# Supplied data
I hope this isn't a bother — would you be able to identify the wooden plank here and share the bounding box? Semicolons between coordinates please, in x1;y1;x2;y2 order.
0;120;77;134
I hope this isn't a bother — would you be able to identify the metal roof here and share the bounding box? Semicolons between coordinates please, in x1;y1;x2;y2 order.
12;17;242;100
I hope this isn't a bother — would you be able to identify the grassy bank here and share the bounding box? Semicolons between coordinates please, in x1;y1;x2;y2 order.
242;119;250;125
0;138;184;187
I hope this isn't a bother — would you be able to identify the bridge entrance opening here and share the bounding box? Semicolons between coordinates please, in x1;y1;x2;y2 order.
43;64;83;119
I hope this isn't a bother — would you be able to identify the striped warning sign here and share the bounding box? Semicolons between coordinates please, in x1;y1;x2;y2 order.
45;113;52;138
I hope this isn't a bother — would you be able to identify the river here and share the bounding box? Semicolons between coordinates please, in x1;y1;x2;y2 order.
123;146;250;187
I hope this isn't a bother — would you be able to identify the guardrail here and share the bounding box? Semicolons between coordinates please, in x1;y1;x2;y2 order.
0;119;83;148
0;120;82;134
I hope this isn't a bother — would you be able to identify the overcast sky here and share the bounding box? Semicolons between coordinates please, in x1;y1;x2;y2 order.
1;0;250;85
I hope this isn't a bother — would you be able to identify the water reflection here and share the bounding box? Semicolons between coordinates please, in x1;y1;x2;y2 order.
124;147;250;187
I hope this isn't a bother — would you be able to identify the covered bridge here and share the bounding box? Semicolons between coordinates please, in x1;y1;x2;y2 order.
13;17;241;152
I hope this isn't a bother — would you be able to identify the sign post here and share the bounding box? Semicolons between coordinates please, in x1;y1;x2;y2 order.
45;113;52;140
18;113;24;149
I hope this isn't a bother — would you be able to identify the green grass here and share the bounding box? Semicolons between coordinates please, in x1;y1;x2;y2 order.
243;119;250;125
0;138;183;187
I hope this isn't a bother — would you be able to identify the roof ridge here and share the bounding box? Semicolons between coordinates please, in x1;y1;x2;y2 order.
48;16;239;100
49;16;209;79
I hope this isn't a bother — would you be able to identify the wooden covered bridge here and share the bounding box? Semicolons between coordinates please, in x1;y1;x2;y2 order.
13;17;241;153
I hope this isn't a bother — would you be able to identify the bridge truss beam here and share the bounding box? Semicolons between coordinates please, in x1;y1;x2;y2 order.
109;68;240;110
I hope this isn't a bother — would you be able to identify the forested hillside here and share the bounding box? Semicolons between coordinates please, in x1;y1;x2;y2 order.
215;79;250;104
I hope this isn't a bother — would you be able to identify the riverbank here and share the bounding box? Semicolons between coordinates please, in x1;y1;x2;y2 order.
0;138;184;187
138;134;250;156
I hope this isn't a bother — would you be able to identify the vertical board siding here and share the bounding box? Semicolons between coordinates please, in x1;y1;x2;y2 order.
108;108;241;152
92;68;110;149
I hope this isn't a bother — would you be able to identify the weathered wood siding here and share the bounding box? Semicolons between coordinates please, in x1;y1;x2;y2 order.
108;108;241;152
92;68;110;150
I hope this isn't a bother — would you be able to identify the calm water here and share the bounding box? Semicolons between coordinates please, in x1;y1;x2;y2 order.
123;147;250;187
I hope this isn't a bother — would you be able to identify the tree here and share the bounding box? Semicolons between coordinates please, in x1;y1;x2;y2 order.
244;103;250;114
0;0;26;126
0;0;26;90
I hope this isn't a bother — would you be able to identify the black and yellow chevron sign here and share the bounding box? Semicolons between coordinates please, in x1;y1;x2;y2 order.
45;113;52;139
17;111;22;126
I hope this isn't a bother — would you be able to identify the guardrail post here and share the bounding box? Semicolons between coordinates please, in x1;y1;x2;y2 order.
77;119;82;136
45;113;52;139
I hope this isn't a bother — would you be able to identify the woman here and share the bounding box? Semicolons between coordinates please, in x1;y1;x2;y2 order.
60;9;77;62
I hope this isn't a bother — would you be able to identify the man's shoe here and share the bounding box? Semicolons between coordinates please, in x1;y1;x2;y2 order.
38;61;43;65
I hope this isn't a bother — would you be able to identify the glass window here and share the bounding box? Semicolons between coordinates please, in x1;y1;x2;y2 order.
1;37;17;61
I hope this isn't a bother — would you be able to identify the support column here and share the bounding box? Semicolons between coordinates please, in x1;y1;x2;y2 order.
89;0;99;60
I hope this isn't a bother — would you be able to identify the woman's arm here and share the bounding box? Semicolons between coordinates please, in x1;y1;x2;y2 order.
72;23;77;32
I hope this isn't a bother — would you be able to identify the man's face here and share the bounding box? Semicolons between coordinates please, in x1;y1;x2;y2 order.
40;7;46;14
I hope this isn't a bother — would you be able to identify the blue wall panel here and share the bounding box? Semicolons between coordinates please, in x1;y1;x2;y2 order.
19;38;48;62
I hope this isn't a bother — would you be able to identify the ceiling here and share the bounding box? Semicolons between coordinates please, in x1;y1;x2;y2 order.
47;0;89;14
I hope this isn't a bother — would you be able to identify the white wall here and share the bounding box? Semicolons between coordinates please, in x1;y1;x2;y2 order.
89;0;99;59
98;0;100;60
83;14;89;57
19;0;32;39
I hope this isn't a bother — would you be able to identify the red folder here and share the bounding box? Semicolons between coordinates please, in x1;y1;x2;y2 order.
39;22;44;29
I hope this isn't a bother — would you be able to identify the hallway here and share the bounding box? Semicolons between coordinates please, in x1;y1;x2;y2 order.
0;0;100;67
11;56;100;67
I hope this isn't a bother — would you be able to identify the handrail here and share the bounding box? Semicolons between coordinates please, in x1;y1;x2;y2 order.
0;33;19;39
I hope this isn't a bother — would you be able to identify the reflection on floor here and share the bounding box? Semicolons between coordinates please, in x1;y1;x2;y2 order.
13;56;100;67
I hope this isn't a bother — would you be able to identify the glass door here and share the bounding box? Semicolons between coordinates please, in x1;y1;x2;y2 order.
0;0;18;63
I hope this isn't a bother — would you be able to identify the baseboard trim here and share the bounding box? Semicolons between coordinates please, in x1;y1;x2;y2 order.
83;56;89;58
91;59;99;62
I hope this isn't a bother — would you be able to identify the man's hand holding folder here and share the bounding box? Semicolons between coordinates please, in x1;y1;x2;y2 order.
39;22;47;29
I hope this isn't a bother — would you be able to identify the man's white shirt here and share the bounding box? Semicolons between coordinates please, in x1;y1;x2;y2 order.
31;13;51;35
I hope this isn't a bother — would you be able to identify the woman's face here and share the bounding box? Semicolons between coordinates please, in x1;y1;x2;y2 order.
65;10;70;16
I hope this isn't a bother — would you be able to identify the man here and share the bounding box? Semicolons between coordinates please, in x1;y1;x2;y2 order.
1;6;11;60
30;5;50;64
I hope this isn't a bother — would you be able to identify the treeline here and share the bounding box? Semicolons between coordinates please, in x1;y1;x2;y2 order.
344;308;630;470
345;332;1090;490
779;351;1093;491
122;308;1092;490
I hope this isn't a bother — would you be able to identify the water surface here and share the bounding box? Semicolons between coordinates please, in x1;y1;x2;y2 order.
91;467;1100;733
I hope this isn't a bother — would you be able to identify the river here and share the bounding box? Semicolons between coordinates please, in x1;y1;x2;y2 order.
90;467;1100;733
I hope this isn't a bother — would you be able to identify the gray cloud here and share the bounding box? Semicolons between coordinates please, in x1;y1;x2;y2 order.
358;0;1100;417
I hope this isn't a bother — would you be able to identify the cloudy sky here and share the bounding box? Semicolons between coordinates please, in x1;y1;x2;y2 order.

# Exercise details
Reproduce all of the lines above, replacing each occurrence of "bounding box" with "enclosing rectangle" and leaving everything else unchanged.

# Full answer
I hope this isn't a bother — would you be able to identify the wooden plank here and share the enclosing rectangle? Semicolons between coordinates please, in x1;y1;x2;y2 order.
0;120;77;134
I hope this isn't a bother — would you be able to identify the metal roof here and share the enclosing rectangle? Semicolons between coordinates please, in x1;y1;x2;y2 order.
12;17;242;100
I hope this isn't a bother — would you be able to identify the grassy bank here and share the enclosing rectangle? Semicolons between coordinates please, in x1;y1;x2;y2 order.
242;119;250;125
0;138;184;187
I hope this isn't a bother — would you be able to identify the bridge entrance opening here and share the enclosing rectangle? Semicolons between coordinates please, in x1;y1;x2;y2 order.
43;64;83;119
I hope this isn't a bother — would you be able to identify the striped warning sign here and share the enclosing rectangle? Semicolons between coordinates please, in x1;y1;x2;y2 order.
45;113;52;138
I hope this isn't a bother — would you be able to identify the river here and share the enclosing rectangle? Semicolons between coordinates please, in x1;y1;x2;y2 order.
123;146;250;187
I hope this isn't a bother — would you be able to identify the guardrail here and share the enclosing rectangle? Semicolons between coordinates please, in x1;y1;x2;y2 order.
0;119;83;148
0;120;82;134
I hope this isn't a bother — would you be able to identify the overcast sky here and share the enclosing rectangle? Semicolons between coordinates please, in x1;y1;x2;y2 order.
1;0;250;85
I hope this isn't a bother — would you be able to identify the water reflection here and share the enclosing rectangle? Semicolons between coordinates please, in x1;y1;x2;y2 order.
124;147;250;187
I hope this isn't a bother — would you be able to identify the covered bridge here and share the enclosing rectangle? Semicolons between coordinates please, in x1;y1;x2;y2 order.
13;17;241;152
I hope this isn't a bother — would you be able to identify the sign post here and share the enclosing rectangle? Semicolons between coordinates please, in x1;y1;x2;y2 order.
45;113;52;140
18;113;24;149
I hope this isn't a bother — would you be able to identify the green grass here and share the enclosing rectangle? Semicolons between coordinates please, in x1;y1;x2;y2 order.
243;119;250;125
0;138;183;187
I hope this isn't a bother — would you be able to identify the roof ridge here and share the enclosing rectangle? Semicolons between coordinates please, in x1;y1;x2;y2 order.
48;16;239;100
49;16;209;79
I hope this isn't a bother — would you be able to identify the wooden covered bridge here and share the enclosing rectangle? Semicolons between coordinates please, in x1;y1;x2;y2 order.
13;17;241;153
I hope this isn't a bother — would you be able to identify the bridge truss beam here and share the enclosing rectangle? Semicolons between coordinates please, in x1;y1;x2;y2 order.
109;68;240;110
I hope this isn't a bother — would you be able to identify the forested hillside here and share the enclosing rectangle? Semicolons between coordinates please, in x1;y1;x2;y2 order.
215;79;250;104
I hope this isn't a bother — would you be able to identify the riverbank here and share the enclosing rectangle? Semicolons between coordinates please, in x1;y1;x2;y2 order.
0;138;184;187
138;134;250;156
I hope this isn't a bother — would you be able to identify the vertical board siding here and share the enclosing rectangle? Semicolons between coordinates please, in x1;y1;x2;y2 order.
108;108;241;152
92;68;110;149
I hope this isn't a bother — would you be able to identify the weathered wood siding here and share the enclosing rectangle? Semicolons between coordinates please, in x1;y1;x2;y2 order.
108;108;241;152
92;68;110;150
I hope this isn't a bother — would you be able to identify the calm water here and share the enclosing rectangle? Semicolons between coordinates please, in x1;y1;x2;y2 order.
123;147;250;187
I hope this isn't a bother — would you be able to identify the tree here and share the enclosing rectangle? Semicolons between coordinates please, in x1;y1;x2;y2 order.
244;103;250;114
0;0;26;126
0;0;26;90
I hope this isn't a bother — would you be able to identify the black and yellow chevron sign here and share the enclosing rectangle? Semicolons between coordinates please, in x1;y1;x2;y2 order.
45;113;52;139
17;111;22;126
I hope this isn't a bother — would you be able to identify the guardrail post here and share the enclosing rectangle? Semicolons between coordinates please, in x1;y1;x2;y2 order.
77;119;82;136
45;113;52;139
I hope this isn't a bother — would you be able to identify the woman here and share the enclosing rectangle? Semicolons between coordinates please, in x1;y1;x2;y2 order.
60;9;77;62
I hope this isn't a bother — would you be able to identify the man's shoe here and share the enclosing rectangle? Semicolons between coordinates please, in x1;y1;x2;y2 order.
38;61;43;65
I hope this isn't a bother — would you be able to identify the glass window here and share the enclosing rectangle? Semicolons between coordinates please, in x1;y1;x2;y2 order.
1;37;17;61
I hope this isn't a bother — would you be able to identify the support column here and share the enclosing rectangle? Semicolons between coordinates please, in x1;y1;x2;y2 order.
89;0;99;60
I hope this isn't a bother — would you be able to identify the woman's arm here and share the enclosing rectangle? Semicolons between coordinates please, in x1;y1;x2;y2 order.
72;23;77;32
I hope this isn't a bother — would you be able to identify the man's face here and share the enclosing rectangle? Semicolons between coordinates please, in x1;y1;x2;y2 order.
40;7;46;14
I hope this isn't a bother — would you be able to identify the blue wall panel here and share the enclosing rectangle? Semicolons between coordinates please, in x1;y1;x2;y2 order.
19;38;48;62
I hope this isn't a bother — would you be able to identify the ceiling here and share the enclosing rectangle? Semicolons between coordinates please, in x1;y1;x2;y2 order.
47;0;89;14
I hope this isn't a bother — would you be able to identify the white wall here and share the enclosing rectangle? Semicolons between coordinates please, in x1;y1;x2;y2 order.
89;0;99;59
98;0;100;60
83;14;89;57
19;0;32;39
I hope this isn't a bother — would you be able to identify the red folder here and share the enclosing rectangle? Semicolons between coordinates please, in x1;y1;x2;y2 order.
39;22;44;29
I hope this isn't a bother — would you be able to identify the hallway here and share the enclosing rectangle? Semicolons between coordinates please, in x1;y1;x2;y2 order.
0;0;100;67
11;56;100;67
I hope this isn't a bother — would you be able to identify the handrail here and share the enclosing rectangle? Semicolons between coordinates please, in x1;y1;x2;y2 order.
0;33;19;39
I hope this isn't a bother — would you be able to identify the reflection on floor here and share the enclosing rectangle? Semicolons between coordinates please, in x1;y1;x2;y2 order.
13;56;100;67
I hope this isn't a bother — would you be able to identify the glass door here and share the enclosing rectangle? Semicolons between coordinates please, in x1;y1;x2;y2 order.
0;0;18;63
I hope this isn't a bother — would you be able to identify the baseboard trim here and share the enclosing rectangle? Semicolons between coordinates please, in x1;y1;x2;y2 order.
83;56;89;58
91;59;99;62
I hope this isn't a bother — would you be able to identify the man's hand holding folder here and share the enclosing rectangle? Semicolons between coordinates please, in x1;y1;x2;y2 order.
39;22;47;29
I hope this isn't a bother — would you be able to identify the man's white shirt here and share the enclosing rectangle? Semicolons between coordinates please, in x1;y1;x2;y2 order.
31;13;51;35
I hope this isn't a bother — would you be able to identify the woman's face here and share the enclosing rectangle? Semicolons between coordinates please, in x1;y1;x2;y2 order.
65;10;70;16
I hope this isn't a bother — would you be able to identify the man here and share the enclosing rectangle? Semicolons between coordinates please, in x1;y1;x2;y2 order.
1;6;11;60
30;5;50;64
I hope this isn't a bother — would you be able to identify the treeline here and share the enclosing rectangle? Semicolons between coordinates please, in x1;y1;x2;y2 order.
344;308;630;470
345;332;1090;490
779;351;1093;491
122;308;1092;490
I hope this isn't a bother — would you be able to identify the water surface here and share the enclosing rectangle? Semicolons between coordinates please, in x1;y1;x2;y2 order.
91;467;1100;733
I hope this isn't a bother — would you be able to identify the river here and share the enclosing rectangle? Semicolons between coordinates please, in x1;y1;x2;y2 order.
90;467;1100;733
I hope this isn't a bother — would you be able to identify the gray cloud here and share the enclosing rectangle? Semicolons between coordinates please, in x1;y1;x2;y2 order.
358;0;1100;417
I hope this isn't a bother — would you be able to identify the cloudy sky here and share the enclosing rectangle? Semicolons between coordinates please, in x1;y1;x2;y2 order.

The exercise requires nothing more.